Collected data
○ ○ ○ ○

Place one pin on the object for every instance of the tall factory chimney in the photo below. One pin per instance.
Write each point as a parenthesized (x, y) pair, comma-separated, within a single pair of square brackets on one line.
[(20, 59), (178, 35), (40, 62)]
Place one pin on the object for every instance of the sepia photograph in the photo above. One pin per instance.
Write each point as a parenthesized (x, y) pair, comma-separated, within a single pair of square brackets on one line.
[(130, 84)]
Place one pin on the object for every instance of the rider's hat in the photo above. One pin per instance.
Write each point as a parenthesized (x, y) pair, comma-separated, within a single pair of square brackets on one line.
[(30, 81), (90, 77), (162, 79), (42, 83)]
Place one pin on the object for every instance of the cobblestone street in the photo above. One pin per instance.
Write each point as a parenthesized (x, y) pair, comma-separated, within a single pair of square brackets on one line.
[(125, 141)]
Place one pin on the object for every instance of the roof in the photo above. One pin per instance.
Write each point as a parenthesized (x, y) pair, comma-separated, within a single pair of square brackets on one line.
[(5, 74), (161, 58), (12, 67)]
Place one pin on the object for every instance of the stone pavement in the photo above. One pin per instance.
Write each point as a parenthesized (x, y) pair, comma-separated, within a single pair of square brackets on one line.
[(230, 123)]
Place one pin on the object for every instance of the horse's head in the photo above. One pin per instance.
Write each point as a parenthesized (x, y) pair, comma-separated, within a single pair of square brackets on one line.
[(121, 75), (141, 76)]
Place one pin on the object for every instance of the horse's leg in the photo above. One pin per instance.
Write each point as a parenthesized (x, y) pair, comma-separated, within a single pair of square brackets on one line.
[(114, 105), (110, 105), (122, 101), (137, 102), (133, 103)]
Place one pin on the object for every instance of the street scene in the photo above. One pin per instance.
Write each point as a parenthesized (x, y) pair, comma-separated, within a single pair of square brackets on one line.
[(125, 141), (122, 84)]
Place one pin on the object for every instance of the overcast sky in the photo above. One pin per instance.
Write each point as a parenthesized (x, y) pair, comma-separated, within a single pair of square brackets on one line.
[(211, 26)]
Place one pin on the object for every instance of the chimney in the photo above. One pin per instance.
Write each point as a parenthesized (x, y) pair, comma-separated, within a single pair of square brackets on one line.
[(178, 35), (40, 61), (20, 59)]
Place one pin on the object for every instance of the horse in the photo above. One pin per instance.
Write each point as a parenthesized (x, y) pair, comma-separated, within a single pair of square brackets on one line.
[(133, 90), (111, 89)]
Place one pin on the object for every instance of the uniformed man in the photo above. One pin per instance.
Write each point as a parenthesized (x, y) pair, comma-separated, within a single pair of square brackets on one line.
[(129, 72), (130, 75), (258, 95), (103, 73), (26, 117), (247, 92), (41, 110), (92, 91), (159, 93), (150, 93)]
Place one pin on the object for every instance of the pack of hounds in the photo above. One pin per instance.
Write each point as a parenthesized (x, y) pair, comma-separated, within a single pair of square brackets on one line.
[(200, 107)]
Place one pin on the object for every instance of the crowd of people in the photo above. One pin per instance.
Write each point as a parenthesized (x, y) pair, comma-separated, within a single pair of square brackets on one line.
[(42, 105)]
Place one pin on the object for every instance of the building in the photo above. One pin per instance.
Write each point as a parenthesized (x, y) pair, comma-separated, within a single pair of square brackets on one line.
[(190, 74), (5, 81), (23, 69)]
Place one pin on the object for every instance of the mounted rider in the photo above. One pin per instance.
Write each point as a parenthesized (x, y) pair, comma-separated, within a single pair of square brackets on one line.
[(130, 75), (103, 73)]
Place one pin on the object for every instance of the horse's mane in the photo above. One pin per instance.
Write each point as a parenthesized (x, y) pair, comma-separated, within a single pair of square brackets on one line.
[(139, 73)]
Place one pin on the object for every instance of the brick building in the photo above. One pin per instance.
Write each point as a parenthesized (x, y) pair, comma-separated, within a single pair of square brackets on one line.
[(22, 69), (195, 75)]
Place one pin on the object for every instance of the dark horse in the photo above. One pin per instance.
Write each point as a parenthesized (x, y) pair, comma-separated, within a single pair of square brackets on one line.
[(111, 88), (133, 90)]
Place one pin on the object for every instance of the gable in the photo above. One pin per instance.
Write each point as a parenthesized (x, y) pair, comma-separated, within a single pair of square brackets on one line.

○ ○ ○ ○

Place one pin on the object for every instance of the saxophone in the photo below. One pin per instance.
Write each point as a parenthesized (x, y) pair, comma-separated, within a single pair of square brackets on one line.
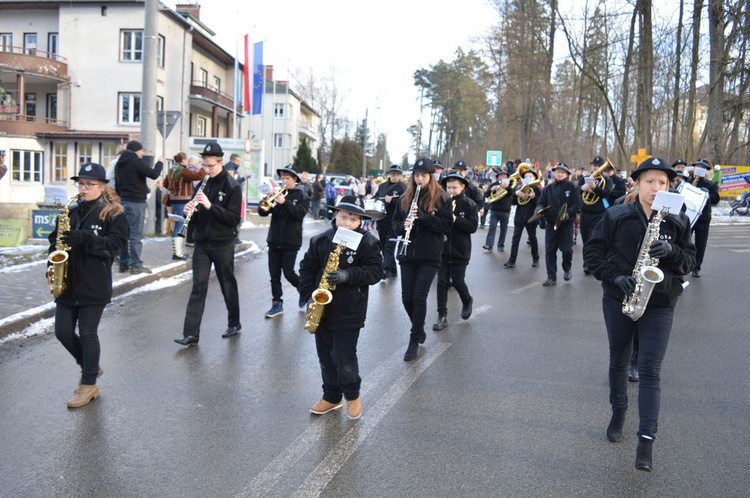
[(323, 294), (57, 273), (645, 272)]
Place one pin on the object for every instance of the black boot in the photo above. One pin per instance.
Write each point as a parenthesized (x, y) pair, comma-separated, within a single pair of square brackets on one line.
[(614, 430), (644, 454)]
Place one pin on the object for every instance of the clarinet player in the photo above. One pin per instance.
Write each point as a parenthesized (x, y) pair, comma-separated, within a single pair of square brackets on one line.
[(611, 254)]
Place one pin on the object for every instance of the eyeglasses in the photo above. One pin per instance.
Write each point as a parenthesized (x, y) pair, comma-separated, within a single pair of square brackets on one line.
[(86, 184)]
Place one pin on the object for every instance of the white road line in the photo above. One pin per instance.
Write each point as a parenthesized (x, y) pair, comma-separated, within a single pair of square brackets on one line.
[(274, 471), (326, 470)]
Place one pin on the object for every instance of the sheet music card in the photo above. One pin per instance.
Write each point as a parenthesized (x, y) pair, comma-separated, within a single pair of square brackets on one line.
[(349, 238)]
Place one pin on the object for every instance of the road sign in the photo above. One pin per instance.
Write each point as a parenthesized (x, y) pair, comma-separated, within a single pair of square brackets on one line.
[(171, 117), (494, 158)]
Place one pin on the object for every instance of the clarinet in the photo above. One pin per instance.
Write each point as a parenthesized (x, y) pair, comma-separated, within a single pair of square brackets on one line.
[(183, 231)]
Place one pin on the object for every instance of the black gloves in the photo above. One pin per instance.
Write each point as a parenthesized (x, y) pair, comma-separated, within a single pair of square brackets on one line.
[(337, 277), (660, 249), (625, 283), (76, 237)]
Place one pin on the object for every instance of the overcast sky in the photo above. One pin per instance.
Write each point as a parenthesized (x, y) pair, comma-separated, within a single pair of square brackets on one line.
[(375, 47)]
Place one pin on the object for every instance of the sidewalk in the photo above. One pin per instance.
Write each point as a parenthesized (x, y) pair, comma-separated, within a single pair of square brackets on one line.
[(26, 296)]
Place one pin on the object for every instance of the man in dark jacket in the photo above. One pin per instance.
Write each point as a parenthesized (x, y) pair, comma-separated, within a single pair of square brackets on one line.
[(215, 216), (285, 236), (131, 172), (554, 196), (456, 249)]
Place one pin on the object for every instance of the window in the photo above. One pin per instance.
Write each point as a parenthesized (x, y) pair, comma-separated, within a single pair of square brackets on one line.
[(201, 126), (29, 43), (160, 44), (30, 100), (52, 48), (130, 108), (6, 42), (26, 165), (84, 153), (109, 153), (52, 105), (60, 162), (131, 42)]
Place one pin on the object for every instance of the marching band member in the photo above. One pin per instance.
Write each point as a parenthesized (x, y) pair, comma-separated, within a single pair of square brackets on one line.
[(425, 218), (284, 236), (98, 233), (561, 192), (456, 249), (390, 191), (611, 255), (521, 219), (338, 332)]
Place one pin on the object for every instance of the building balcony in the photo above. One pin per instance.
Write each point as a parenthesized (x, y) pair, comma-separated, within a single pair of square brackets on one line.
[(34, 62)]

○ ○ ○ ○

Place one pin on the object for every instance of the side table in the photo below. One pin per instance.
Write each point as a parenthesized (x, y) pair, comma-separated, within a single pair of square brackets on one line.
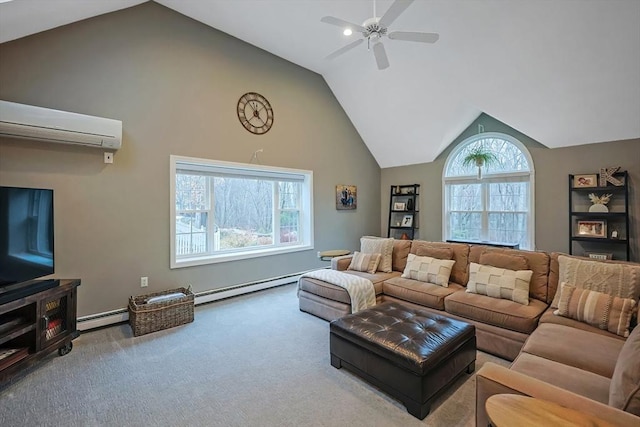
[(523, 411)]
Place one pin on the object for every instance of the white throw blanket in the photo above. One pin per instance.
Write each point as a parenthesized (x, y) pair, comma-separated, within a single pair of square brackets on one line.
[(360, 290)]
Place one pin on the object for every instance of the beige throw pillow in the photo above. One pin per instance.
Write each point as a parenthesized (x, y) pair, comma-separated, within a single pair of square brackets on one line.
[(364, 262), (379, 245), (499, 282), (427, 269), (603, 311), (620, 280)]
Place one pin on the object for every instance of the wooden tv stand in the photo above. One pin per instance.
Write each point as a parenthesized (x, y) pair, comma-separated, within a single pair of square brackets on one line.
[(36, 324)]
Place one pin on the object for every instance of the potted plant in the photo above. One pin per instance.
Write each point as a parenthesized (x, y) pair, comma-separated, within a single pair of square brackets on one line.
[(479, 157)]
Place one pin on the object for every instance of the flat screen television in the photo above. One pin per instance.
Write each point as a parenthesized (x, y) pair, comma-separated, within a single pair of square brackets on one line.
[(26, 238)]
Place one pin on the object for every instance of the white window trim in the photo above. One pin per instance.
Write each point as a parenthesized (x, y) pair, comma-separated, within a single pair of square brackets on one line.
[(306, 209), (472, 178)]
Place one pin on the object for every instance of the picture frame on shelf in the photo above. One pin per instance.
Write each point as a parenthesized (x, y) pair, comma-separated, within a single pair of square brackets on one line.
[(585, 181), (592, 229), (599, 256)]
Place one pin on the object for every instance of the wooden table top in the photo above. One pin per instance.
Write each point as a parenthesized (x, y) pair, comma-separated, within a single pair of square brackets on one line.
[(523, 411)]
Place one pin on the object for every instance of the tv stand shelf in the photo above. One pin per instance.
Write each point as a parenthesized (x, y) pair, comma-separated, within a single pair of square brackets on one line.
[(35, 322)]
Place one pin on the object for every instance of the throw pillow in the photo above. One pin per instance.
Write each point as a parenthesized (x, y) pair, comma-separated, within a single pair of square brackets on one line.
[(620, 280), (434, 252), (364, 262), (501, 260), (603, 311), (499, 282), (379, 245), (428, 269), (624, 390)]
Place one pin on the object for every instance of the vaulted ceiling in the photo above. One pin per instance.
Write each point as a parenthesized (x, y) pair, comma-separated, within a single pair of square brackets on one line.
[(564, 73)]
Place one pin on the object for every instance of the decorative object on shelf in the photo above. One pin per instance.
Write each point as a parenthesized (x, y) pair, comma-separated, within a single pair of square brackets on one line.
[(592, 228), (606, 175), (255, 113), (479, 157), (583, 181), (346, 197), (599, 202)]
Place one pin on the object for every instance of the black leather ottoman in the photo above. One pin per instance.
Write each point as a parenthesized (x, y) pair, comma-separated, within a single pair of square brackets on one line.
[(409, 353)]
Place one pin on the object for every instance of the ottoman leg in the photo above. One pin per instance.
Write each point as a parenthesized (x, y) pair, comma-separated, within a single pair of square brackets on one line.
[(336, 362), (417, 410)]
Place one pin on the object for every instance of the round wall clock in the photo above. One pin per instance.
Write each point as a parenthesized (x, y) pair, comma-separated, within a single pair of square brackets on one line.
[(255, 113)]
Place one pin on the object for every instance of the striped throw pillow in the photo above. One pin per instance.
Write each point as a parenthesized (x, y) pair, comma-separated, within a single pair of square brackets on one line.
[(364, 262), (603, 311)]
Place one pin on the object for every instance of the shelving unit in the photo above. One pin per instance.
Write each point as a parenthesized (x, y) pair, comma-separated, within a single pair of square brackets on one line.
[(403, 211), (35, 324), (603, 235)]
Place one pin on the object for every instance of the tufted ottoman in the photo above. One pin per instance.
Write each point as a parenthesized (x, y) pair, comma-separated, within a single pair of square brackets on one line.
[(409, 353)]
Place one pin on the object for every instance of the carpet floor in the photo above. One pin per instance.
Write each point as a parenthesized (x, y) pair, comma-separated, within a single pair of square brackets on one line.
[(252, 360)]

○ ○ ○ ○

→ Description of the task
Which lines above include the word "ottoman"? Return each one.

→ Exercise answer
Place one pin on the object for every instance of the black leather ottoman in the photo above. One pin per instance.
Place one pin on the object for every instance of the ottoman leg in the photo above. One pin per instance.
Place one pin on the object for every instance of the tufted ottoman in the photo above. One pin per instance.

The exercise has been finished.